= 2010 Brentwood Borough Council election =

2010 UK local government election

Results of the 2010 Brentwood Borough Council election

The 2010 Brentwood council election took place on 6 May 2010 to elect members of Brentwood District Council in Essex, England as part of the 2010 United Kingdom local elections. One third of the council was up for election with the council previously having a majority for the Conservative Party. The Conservative Party lost two seats to the Liberal Democrats in Brentwood North and Brentwood West respectively.

Location labeling rows:
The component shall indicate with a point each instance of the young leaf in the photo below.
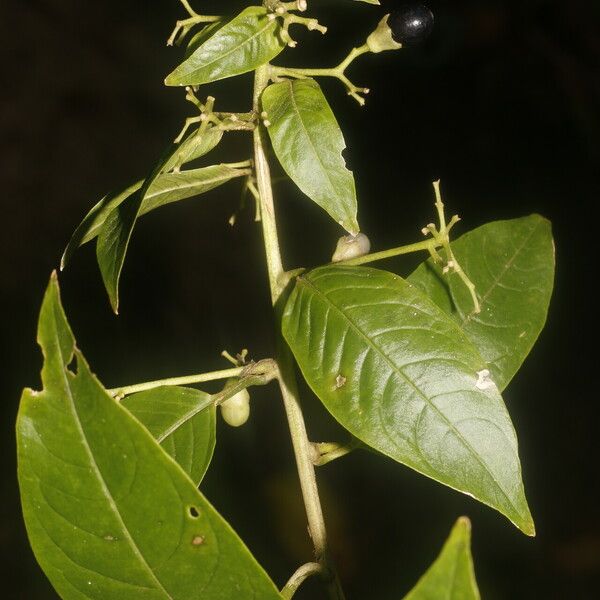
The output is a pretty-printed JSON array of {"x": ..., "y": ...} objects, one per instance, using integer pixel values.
[
  {"x": 511, "y": 264},
  {"x": 401, "y": 376},
  {"x": 167, "y": 188},
  {"x": 182, "y": 420},
  {"x": 452, "y": 575},
  {"x": 109, "y": 514},
  {"x": 308, "y": 143},
  {"x": 245, "y": 43}
]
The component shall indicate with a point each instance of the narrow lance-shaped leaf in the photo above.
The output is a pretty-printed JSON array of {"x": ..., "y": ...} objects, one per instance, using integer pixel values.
[
  {"x": 511, "y": 264},
  {"x": 116, "y": 230},
  {"x": 401, "y": 376},
  {"x": 308, "y": 143},
  {"x": 452, "y": 575},
  {"x": 168, "y": 188},
  {"x": 182, "y": 420},
  {"x": 108, "y": 513},
  {"x": 245, "y": 43}
]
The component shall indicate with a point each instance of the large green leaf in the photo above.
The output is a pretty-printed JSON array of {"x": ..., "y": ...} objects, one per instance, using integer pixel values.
[
  {"x": 401, "y": 376},
  {"x": 309, "y": 143},
  {"x": 452, "y": 575},
  {"x": 182, "y": 420},
  {"x": 109, "y": 514},
  {"x": 511, "y": 264},
  {"x": 245, "y": 43}
]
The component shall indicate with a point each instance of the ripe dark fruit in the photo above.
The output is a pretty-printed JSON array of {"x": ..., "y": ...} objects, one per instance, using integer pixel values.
[{"x": 411, "y": 24}]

* _SET OF TASKS_:
a) In the Brentwood election text, swap "Liberal Democrats" for "Lib Dems" and give the part between "Results of the" and "Brentwood West respectively.", inclusive.
b) Turn the paragraph of the Brentwood election text that begins "The 2010 Brentwood council election took place" into a short list that keeps its main facts.

* _WORKED SOLUTIONS_:
a)
Results of the 2010 Brentwood Borough Council election

The 2010 Brentwood council election took place on 6 May 2010 to elect members of Brentwood District Council in Essex, England as part of the 2010 United Kingdom local elections. One third of the council was up for election with the council previously having a majority for the Conservative Party. The Conservative Party lost two seats to the Lib Dems in Brentwood North and Brentwood West respectively.

b)
- Held on 6 May 2010 to elect members of Brentwood District Council in Essex, England, as part of the 2010 United Kingdom local elections
- One third of the council was up for election
- The Conservative Party previously held a majority
- The Conservatives lost two seats to the Liberal Democrats, in Brentwood North and Brentwood West